Supplied passage.
◆ ◆ ◆ ◆ ◆
Question

Show that
$\left|\begin{array}{cccccc}a& b& c& d& e& f\\ f& a& b& c& d& e\\ e& f& a& b& c& d\\ d& e& f& a& b& c\\ c& d& e& f& a& b\\ b& c& d& e& f& a\end{array}\right|=\left|\begin{array}{ccc}A& B& C\\ C& A& B\\ B& C& A\end{array}\right|$,

where

$A=a^2-d^2+2ce-2bf$,
$B=e^2-b^2+2ac-2df$,
$C=c^2-f^2+2ae-2bd$.

Answer 1

Adding together all the columns we see that the determinant is divisible by $a+b+c+d+e+f$

Multiplying the columns by $1,-1,1,-1,1,-1$ respectively and adding the results we see that

$a-b+c-d+e-f$ is a factor of the determinant

Multiplying the columns by $1,w,w^2,1,w,w^2$ respectively and adding the it follows that

$a+wb+w^{2}e+d+ew+f{w}^2$

Similarly we may show that

$a+w^{2}b+wc+d+w^{2}e+wf$

$a-wb+w^{2}c-d+we-w^{2}f$

$a-w^{2}b+ec-d+w^{2}e-wf;$

are factors of the determinant.
◆ ◆ ◆ ◆ ◆
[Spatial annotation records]
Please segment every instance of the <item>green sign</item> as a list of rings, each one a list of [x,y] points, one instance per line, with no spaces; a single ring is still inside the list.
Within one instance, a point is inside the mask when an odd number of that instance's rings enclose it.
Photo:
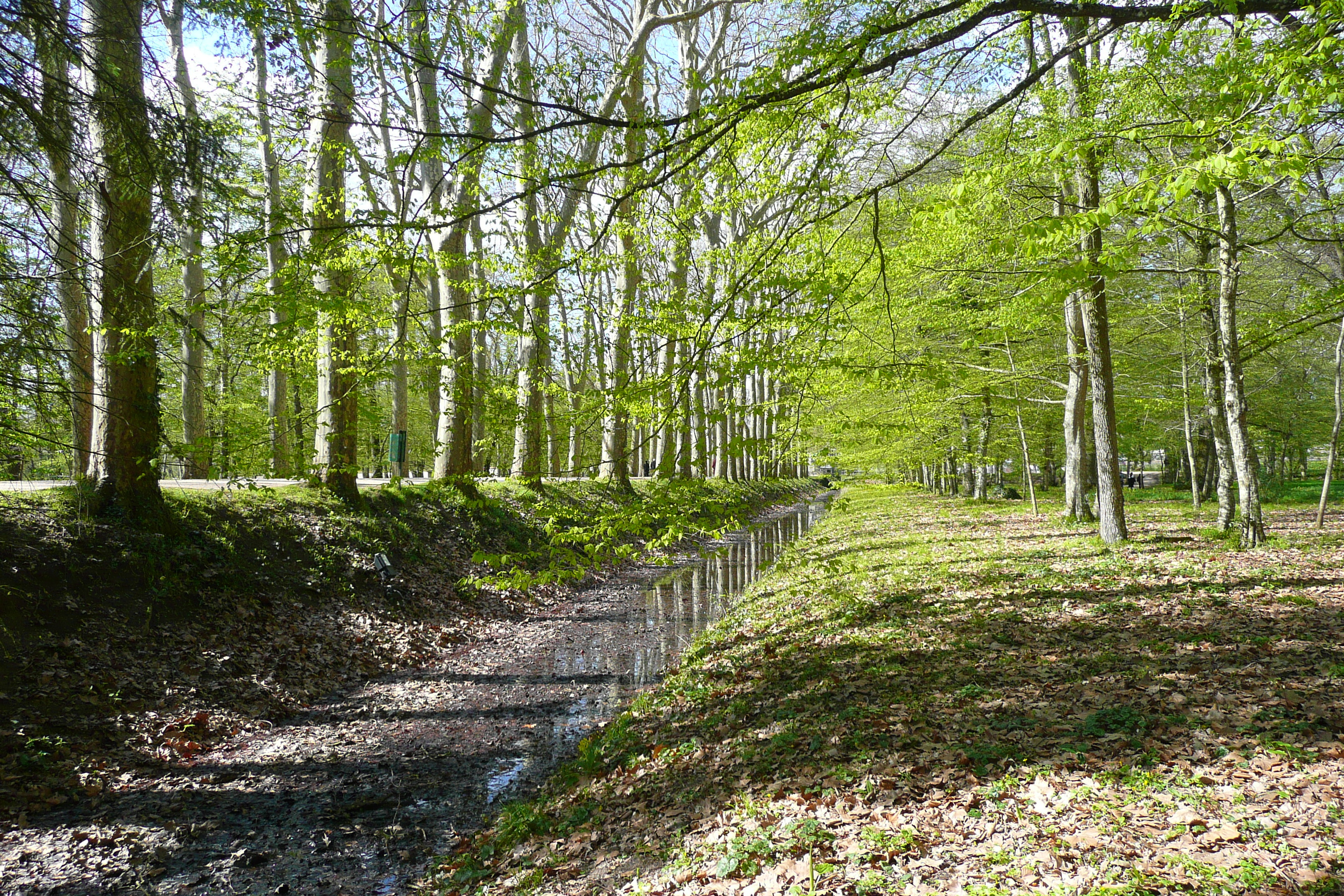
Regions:
[[[406,430],[398,430],[387,437],[387,462],[406,462]]]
◆ ◆ ◆ ◆ ◆
Required task 1.
According to the determinant thread, how is it seen that $a-b+c-d+e-f$ is a factor of the determinant? Respond in one to three sentences.
Required task 2.
Reproduce the determinant thread word for word from "Multiplying the columns by $1,w,w^2,1,w,w^2$" to "of the determinant.".

Task solution 1.
It is seen by multiplying the columns by $1,-1,1,-1,1,-1$ respectively and adding the results.

Task solution 2.
Multiplying the columns by $1,w,w^2,1,w,w^2$ respectively and adding the it follows that

$a+wb+w^{2}e+d+ew+f{w}^2$

Similarly we may show that

$a+w^{2}b+wc+d+w^{2}e+wf$

$a-wb+w^{2}c-d+we-w^{2}f$

$a-w^{2}b+ec-d+w^{2}e-wf;$

are factors of the determinant.